_EXERCISE AIM_. In the records below, find the line holding "Locate every instance of the reflection" and the line holding "Locate every instance of the red". Set down both, with every line between them, exactly.
---------- RECORD EXTRACTS ----------
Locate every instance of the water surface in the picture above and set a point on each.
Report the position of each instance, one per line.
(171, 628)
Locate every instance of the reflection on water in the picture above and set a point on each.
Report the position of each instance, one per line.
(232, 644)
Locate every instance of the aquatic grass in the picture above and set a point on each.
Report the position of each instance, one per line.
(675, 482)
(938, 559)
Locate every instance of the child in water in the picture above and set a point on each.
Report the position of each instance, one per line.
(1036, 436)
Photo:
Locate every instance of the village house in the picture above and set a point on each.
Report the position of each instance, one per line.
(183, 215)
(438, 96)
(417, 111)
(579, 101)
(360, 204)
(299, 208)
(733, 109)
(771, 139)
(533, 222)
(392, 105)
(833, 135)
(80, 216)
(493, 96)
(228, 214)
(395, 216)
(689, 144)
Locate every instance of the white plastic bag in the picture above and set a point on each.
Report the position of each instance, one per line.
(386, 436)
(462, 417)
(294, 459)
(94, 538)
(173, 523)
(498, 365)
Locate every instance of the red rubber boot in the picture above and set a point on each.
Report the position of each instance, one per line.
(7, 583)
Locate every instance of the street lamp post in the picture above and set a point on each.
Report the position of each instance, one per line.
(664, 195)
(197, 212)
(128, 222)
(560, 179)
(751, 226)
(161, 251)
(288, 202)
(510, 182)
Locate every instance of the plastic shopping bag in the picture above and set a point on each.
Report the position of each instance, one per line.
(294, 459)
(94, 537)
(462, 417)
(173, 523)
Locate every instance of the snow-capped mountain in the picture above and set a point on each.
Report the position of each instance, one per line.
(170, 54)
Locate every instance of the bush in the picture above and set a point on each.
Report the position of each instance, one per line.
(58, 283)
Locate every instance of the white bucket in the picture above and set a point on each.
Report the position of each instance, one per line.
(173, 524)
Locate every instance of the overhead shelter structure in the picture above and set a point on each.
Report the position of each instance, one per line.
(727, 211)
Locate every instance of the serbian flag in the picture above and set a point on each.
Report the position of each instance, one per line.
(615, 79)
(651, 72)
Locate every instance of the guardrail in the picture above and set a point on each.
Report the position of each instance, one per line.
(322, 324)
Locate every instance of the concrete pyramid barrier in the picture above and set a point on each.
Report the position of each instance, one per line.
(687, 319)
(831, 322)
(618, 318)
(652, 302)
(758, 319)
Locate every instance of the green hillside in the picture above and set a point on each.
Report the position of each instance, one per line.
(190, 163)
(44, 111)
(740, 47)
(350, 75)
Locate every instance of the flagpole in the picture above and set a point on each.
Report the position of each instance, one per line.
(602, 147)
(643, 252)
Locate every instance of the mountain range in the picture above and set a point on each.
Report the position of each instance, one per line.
----------
_OUTPUT_.
Locate every instance of the reflection on water in the picture above and set a point on each.
Report the position of each instance, one per line.
(232, 644)
Locate every instance of the aquatic grass in the picture above and set a point on each.
Report the position of each instance, one per line.
(675, 482)
(938, 559)
Locate every instance of the child in water in the picture above and set a point on each.
Report the position of each instance, one per line.
(1036, 436)
Photo:
Locate every instance of the village house in the picture above and set a point on each.
Report the position of each instance, one per line.
(183, 215)
(438, 96)
(417, 111)
(579, 101)
(360, 204)
(299, 208)
(733, 109)
(771, 139)
(533, 222)
(392, 105)
(833, 135)
(80, 216)
(493, 96)
(228, 214)
(395, 216)
(689, 144)
Locate every instance of the white plastic bag in the picture above and set a point on each.
Report the position of each instance, one per line.
(386, 436)
(462, 417)
(294, 459)
(94, 538)
(173, 523)
(498, 365)
Locate every instance of the red rubber boot in the picture above and set a point on each.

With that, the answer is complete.